__WHAT YOU SHOULD DO__.
Return every entry exactly.

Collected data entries
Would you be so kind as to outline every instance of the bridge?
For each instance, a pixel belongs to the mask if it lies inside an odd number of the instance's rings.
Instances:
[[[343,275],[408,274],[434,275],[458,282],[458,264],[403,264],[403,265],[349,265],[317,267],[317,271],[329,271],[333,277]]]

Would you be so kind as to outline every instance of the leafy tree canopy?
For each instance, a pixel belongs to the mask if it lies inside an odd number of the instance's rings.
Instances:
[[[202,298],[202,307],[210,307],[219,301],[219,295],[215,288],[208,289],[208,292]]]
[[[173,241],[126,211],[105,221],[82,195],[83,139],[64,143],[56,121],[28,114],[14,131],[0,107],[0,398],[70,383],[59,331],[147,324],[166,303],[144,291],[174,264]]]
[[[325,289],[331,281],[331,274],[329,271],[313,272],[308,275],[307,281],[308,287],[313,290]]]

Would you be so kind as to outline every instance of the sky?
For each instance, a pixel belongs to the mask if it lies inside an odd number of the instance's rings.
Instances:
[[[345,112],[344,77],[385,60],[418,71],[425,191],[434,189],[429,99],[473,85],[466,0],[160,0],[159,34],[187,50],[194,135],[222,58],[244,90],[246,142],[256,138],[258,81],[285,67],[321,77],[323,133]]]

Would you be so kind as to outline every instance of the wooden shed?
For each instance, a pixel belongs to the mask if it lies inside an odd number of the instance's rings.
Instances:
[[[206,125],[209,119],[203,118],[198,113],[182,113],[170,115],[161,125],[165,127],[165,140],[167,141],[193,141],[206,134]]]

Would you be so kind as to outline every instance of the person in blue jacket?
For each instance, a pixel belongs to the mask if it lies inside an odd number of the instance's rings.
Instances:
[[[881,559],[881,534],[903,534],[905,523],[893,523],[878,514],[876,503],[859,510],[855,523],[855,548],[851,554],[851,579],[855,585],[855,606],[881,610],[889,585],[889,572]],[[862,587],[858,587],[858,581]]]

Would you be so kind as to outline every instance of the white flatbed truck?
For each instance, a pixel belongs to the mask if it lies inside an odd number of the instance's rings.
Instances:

__TASK RESPONSE__.
Would you be so kind as to outline every instance of the bridge?
For each instance, a pixel belongs to the mask if it lies inside an odd number of the instance's rings.
Instances:
[[[343,275],[408,274],[434,275],[458,282],[458,264],[403,264],[403,265],[349,265],[317,267],[317,271],[329,271],[333,277]]]

Would you be so kind as to outline every instance of the leafy tree canopy?
For each instance, a pixel belongs to the mask if it lies inside an odd number of the instance's rings.
Instances:
[[[202,298],[202,307],[210,307],[219,301],[219,295],[215,288],[208,289],[208,292]]]
[[[173,241],[126,211],[105,221],[82,195],[83,139],[64,143],[56,121],[28,114],[14,131],[0,107],[0,398],[70,383],[59,331],[147,324],[166,303],[144,291],[174,264]]]
[[[325,289],[331,281],[331,274],[329,271],[313,272],[308,275],[307,281],[308,287],[313,290]]]

Would you be so kind as to outline every instance of the sky?
For each instance, a pixel belongs to the mask if it lies inside an odd number of the instance's rings.
Instances:
[[[345,112],[344,77],[385,60],[418,71],[425,191],[434,189],[429,99],[473,85],[466,0],[160,0],[159,34],[187,50],[194,135],[222,58],[244,90],[246,142],[256,138],[258,81],[285,67],[321,77],[323,133]]]

Would you be so kind as to outline every instance of the wooden shed?
For each instance, a pixel belongs to the mask if it lies inside an odd number of the instance's rings.
Instances:
[[[206,125],[209,119],[203,118],[198,113],[182,113],[170,115],[161,125],[165,127],[165,140],[167,141],[193,141],[206,134]]]

Would you be so kind as to outline every instance of the person in blue jacket?
For each instance, a pixel belongs to the mask if it lies inside an odd number of the instance's rings.
Instances:
[[[881,559],[881,534],[903,534],[905,523],[893,523],[878,514],[876,503],[859,510],[855,523],[855,548],[851,554],[851,579],[855,585],[855,606],[881,610],[889,585],[889,572]],[[862,587],[858,587],[858,581]]]

Would you be so kind as to outline every instance of the white flatbed truck?
For each instance, a pixel belongs to the mask if it lies inside an odd number of the instance's rings.
Instances:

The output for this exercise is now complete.